Your objective »
Pick every line from the data below that contains the string "bottom" and copy it.

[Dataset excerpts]
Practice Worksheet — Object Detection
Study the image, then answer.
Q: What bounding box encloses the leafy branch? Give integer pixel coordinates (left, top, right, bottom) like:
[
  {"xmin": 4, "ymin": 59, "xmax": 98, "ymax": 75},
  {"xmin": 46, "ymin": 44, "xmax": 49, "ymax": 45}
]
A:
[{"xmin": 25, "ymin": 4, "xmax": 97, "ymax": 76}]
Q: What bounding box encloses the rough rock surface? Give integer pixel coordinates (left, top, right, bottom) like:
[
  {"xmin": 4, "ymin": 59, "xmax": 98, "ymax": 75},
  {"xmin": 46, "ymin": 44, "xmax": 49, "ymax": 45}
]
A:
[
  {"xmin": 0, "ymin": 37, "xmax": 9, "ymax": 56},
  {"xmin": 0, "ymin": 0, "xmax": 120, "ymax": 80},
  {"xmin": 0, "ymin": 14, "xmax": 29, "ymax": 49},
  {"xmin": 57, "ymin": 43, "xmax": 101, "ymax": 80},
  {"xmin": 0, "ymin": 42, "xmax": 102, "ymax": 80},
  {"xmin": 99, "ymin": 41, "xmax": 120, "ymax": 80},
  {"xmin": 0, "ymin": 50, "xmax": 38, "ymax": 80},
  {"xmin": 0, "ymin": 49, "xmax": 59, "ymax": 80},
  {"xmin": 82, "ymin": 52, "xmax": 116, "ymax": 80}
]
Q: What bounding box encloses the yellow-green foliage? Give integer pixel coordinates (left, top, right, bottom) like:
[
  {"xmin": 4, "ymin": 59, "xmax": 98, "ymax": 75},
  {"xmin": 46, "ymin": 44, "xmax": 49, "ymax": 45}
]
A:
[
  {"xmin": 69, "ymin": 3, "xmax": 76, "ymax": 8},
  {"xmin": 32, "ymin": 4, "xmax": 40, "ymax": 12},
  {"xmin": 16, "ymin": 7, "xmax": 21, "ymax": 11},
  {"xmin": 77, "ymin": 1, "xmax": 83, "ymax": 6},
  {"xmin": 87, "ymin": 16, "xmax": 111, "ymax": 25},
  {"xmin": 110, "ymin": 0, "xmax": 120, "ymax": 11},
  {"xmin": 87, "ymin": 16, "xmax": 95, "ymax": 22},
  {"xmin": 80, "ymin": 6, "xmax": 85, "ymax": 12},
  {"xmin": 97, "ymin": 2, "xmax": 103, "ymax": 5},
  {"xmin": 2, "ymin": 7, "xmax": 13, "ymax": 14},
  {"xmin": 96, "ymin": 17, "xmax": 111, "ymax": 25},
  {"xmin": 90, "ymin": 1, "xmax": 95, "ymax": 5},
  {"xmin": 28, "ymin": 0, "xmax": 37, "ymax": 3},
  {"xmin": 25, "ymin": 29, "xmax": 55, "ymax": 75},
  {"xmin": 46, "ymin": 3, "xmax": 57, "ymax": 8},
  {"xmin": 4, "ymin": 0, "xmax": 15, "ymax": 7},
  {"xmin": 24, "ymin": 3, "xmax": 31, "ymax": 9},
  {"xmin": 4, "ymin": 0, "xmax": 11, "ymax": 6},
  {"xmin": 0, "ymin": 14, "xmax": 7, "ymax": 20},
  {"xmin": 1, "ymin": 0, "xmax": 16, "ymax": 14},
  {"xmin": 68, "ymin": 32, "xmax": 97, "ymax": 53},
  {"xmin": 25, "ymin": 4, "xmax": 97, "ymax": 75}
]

Solved problem »
Q: What bounding box encloses the leafy branch? Give integer pixel coordinates (left, top, right, bottom) like:
Q: What bounding box encloses the rough rock surface? Give integer pixel coordinates (left, top, right, bottom) like:
Q: What bounding box encloses the yellow-green foliage? Give integer pixel coordinates (left, top, right, bottom) like:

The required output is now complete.